# Black Tank Flusher Uh-oh



## GoVols (Oct 7, 2005)

Hooked up the Tornado Flush at the dump station yesterday. Turned on the water, heard a pop, then the sound of water gushing, then water spilling out from the belly pan edges.









Without even looking, I'm guessing the hose popped off the male fitting that screws onto the Tornado entering the tank. Seems I recall someone else with the same result. I'll drop the belly after work today to survey the situation. If it is indeed a blown hose at the connector, I would suggest anyone installing these things to either install a hose clamp over it for extra security, or replace the hose altogether that comes with the kits.

(And no, I did not use a pressure regulator on the gray water hose; I learned from the initial tests that you cannot get sufficient volume/pressure for the head to work.


----------



## PDX_Doug (Nov 16, 2004)

Jeez!

What is it with the Quickie-Flushes all of a sudden? i sure hope this is not an omen of things to come!









Interesting observation Vols on the pressure reducer restricting flow too much. I will have to do a little research into what the design pressure rating is.









Happy Trails,
Doug


----------



## Castle Rock Outbackers (Jan 18, 2004)

I am a proud member of the "No Quickie Flush Installed" group.

I use the baton down the toilet two or three times a year. Gauges read true.

Randy


----------



## OVTT (Mar 31, 2006)

Castle Rock Outbackers said:


> I am a proud member of the "No Quickie Flush Installed" group.
> 
> I use the baton down the toilet two or three times a year. Gauges read true.
> 
> ...


I am with you on this one. After hearing different installation issues and other pit falls I also opted for a King Flush and the baton. I imagine I will use the baton quite a bit but if only 2-3 times a year is neccessary that would be nice.


----------



## GoVols (Oct 7, 2005)

The blowout may have been preventable. I swung the lever on the water supply around quickly, going to zero to full pressure flow instantly. Maybe if I had gradually eased into it, it might not have blown.

We may want to start warning folks to add a couple of good old hose clamps to the connectors before installing.

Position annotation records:
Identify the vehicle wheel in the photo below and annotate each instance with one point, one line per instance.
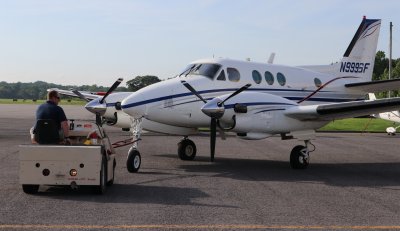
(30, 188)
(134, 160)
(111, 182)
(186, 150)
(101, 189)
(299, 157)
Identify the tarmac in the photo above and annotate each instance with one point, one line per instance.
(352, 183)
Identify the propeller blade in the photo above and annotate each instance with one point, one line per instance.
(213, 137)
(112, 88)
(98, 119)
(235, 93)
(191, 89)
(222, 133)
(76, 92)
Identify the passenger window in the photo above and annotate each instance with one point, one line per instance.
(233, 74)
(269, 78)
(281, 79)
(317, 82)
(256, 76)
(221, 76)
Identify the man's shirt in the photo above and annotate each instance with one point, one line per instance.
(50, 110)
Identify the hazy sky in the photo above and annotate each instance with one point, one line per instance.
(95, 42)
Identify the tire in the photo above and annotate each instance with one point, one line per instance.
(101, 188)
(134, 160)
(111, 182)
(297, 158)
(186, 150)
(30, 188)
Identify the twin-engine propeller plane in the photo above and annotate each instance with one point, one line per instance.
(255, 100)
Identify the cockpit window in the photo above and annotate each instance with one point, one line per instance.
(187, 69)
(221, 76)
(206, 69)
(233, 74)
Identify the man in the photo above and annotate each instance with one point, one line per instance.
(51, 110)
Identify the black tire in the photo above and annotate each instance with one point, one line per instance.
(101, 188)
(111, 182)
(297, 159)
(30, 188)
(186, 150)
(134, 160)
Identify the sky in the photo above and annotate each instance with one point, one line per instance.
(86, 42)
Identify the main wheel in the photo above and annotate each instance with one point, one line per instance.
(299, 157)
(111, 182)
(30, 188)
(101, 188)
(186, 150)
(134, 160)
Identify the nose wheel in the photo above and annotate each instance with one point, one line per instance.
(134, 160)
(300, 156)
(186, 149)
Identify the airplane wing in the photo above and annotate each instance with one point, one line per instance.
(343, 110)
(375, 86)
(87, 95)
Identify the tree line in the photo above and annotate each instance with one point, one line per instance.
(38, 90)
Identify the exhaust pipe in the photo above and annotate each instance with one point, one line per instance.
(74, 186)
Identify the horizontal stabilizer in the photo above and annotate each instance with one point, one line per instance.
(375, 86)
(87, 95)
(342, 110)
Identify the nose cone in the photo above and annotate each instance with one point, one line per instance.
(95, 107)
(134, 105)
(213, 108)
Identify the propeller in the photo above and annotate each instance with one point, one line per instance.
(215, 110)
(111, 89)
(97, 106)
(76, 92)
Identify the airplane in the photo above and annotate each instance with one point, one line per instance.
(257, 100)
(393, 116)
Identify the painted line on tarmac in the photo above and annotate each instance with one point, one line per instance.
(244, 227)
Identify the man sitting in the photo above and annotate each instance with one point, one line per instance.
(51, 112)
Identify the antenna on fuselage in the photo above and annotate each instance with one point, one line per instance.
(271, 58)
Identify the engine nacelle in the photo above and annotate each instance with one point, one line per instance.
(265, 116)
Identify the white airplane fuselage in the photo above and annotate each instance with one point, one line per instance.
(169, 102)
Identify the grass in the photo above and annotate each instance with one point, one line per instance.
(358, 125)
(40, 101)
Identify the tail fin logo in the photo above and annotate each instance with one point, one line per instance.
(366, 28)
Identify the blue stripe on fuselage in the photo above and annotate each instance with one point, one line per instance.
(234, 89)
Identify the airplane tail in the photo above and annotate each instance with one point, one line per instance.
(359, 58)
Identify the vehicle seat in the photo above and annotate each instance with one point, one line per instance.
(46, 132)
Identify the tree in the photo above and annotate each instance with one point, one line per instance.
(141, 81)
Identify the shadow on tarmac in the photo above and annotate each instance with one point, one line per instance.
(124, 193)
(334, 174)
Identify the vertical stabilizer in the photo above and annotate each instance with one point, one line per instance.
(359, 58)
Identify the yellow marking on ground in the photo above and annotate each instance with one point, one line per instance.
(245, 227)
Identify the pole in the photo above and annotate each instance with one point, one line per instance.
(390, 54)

TASKS AND EXERCISES:
1/ In the black tank flusher thread, why did GoVols not use a pressure regulator on the gray water hose?
2/ List the usernames of everyone who posted in the black tank flusher thread.
3/ Continue the black tank flusher thread from where it stops.

TASK RESULTS:
1/ Initial tests showed that with a regulator you cannot get enough volume or pressure for the head to work.

2/ GoVols, PDX_Doug, Castle Rock Outbackers, OVTT

3/
I can relate to Castle Rock -- I grew up doing that with my parents' camper. Just didn't like the idea of dragging a hose into the camper


----------



## Castle Rock Outbackers (Jan 18, 2004)

GoVols said:


> I can relate to Castle Rock -- I grew up doing that with my parents' camper. Just didn't like the idea of dragging a hose into the camper
> [snapback]117896[/snapback]​


The nice thing about most Outback layouts, the bathroom is right there at one of the entrance doors.

Randy


----------



## jgheesling (Sep 28, 2004)

Had the same issue the clamp on the male hose connector at the Quickie Flush came loose. I went and got a Washing Machine Hose 6 ft long and comes with factory female on both ends and got a brass male to male adapter for the Quicke Flush end. No more clamps. Also on the second belly pan drop I made a small access door in the pan for anything else that may crop up.


----------



## johnp (Mar 15, 2004)

check valve









Without the check valve that could have been nasty









John


----------



## ee4308 (Aug 23, 2005)

Castle Rock Outbackers said:


> GoVols said:
> 
> 
> > I can relate to Castle Rock -- I grew up doing that with my parents' camper.Â Just didn't like the idea of dragging a hose into the camper
> ...


Randy & Others,

Here is an option to pulling the hose through the TT. I picked mine up at CW and found it to work great. One reviewer I noticed did not think to much of it. I think there are a couple different pressure washer with the kit. He may have a more restricted washer in the hose end, or may even have both in there, lol.







Anyway, mine works great so thought I would share the info.









TANK WAND FAUCET HOSE KIT


----------



## Castle Rock Outbackers (Jan 18, 2004)

Cool idea, but my vanity faucet does not have near the pressure or water delivery volume capability that an outside source does.

Randy


----------



## HootBob (Apr 26, 2004)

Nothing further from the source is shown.